Directions for this task:
Type again, exactly, the lines below from the start through the line that includes "the person's hair".

• • • •

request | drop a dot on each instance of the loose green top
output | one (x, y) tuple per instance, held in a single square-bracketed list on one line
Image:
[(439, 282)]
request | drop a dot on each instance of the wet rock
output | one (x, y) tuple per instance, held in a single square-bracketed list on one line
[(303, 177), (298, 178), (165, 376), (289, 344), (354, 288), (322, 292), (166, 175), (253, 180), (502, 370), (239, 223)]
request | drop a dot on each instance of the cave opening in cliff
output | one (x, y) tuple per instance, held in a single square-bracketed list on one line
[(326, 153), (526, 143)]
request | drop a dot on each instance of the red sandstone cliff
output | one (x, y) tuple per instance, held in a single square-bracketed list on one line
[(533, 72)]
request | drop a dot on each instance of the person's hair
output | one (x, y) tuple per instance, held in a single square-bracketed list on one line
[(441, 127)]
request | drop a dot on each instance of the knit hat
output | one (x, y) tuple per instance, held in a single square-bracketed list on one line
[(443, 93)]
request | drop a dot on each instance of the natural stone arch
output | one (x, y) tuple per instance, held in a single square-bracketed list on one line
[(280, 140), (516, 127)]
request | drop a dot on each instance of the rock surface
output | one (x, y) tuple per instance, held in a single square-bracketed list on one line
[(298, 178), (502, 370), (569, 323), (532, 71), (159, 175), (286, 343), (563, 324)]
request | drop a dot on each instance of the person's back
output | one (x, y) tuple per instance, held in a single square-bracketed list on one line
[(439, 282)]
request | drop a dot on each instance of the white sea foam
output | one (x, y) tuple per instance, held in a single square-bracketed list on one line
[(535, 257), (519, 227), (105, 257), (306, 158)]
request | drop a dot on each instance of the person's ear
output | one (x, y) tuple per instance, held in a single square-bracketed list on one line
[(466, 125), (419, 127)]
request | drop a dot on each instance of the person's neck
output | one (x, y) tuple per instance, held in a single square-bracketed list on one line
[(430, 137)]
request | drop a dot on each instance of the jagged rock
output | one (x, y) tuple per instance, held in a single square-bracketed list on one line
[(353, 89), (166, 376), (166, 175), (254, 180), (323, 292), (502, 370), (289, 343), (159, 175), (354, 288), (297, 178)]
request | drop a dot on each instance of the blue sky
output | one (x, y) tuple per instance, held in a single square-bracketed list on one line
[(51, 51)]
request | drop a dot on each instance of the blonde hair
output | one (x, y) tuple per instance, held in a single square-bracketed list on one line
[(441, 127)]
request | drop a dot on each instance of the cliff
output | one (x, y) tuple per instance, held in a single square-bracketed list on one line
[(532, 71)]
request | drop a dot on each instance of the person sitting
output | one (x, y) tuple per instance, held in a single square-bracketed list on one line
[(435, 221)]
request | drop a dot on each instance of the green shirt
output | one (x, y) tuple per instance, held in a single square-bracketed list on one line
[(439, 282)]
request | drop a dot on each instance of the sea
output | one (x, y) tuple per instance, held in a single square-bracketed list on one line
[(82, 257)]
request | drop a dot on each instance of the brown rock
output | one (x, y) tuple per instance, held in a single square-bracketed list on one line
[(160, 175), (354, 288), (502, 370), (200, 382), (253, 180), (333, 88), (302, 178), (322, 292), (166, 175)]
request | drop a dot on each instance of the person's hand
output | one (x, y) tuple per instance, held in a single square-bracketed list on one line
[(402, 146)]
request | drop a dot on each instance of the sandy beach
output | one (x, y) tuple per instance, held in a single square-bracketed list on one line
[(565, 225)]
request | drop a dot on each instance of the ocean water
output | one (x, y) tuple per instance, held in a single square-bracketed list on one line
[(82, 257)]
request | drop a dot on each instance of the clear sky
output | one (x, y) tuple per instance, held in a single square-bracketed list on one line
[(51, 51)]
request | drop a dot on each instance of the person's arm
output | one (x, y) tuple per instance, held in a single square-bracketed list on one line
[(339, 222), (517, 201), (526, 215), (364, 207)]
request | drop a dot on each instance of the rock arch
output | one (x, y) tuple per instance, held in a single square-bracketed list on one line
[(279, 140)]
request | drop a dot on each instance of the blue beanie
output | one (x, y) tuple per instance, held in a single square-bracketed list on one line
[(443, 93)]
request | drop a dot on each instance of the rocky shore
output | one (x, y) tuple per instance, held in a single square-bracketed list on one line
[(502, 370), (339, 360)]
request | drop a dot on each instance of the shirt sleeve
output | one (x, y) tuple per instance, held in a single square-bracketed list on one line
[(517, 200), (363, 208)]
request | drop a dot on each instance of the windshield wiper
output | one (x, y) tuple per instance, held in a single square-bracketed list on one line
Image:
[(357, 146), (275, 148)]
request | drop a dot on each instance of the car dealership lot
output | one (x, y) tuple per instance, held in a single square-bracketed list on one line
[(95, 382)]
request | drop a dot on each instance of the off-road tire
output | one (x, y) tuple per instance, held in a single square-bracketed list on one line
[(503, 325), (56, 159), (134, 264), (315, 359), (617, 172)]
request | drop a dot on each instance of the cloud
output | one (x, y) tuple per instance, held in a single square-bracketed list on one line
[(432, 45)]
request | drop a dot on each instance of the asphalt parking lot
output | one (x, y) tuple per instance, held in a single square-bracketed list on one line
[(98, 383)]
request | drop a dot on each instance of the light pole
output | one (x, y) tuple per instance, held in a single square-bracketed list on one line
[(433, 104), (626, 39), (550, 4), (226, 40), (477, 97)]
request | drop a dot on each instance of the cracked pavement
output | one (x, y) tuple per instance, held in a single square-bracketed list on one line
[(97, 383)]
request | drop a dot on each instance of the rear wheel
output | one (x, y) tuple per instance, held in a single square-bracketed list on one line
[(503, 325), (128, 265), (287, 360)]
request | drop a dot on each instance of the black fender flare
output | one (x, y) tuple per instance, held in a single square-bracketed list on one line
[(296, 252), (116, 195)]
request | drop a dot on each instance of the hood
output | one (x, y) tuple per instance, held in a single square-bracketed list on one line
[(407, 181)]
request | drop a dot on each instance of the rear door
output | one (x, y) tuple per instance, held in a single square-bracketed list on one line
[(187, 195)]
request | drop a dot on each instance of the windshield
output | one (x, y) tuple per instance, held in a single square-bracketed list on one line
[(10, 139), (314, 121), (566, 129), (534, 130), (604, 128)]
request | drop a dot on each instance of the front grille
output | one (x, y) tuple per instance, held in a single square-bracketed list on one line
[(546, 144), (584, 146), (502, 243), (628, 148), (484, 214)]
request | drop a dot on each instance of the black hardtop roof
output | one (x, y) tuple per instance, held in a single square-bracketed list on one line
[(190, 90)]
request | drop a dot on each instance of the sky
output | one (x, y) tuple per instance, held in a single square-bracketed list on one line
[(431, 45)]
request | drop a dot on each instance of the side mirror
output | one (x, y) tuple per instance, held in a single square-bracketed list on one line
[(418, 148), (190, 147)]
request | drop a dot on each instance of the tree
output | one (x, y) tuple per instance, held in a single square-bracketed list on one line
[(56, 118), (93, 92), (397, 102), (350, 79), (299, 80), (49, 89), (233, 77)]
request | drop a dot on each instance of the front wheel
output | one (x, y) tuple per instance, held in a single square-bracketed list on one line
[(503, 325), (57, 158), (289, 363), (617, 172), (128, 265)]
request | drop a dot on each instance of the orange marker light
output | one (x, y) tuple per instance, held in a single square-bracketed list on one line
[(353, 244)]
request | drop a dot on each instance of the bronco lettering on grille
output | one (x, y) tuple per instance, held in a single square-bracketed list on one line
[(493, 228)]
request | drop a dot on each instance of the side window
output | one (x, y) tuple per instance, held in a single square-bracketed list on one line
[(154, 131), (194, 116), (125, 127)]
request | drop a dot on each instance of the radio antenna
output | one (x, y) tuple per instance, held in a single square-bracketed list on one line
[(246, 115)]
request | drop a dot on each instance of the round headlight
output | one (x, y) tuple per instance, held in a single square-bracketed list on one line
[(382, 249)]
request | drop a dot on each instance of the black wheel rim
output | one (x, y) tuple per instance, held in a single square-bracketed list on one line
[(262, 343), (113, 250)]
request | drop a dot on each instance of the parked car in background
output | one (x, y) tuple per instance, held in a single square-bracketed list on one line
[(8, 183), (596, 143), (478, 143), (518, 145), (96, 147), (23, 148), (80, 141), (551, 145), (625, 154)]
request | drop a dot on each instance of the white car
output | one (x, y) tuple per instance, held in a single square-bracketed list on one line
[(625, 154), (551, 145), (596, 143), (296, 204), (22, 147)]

• • • •

Worked solution:
request | drop a dot on each instance of the loose green top
output | one (x, y) tuple per instance, held in a single square-bracketed list on one line
Image:
[(439, 282)]
request | drop a dot on each instance of the wet rock
output | one (x, y) tuple per instance, held in a single square-bracketed list on one line
[(303, 177), (298, 178), (165, 376), (289, 344), (354, 288), (322, 292), (166, 175), (253, 180), (502, 370), (239, 223)]
request | drop a dot on each instance of the cave opening in cliff
output | one (x, y) tuple per instance, held in a single square-bracketed list on one line
[(326, 153), (526, 143)]
request | drop a dot on each instance of the red sandstone cliff
output | one (x, y) tuple per instance, held in a single square-bracketed list on one line
[(533, 72)]
request | drop a dot on each instance of the person's hair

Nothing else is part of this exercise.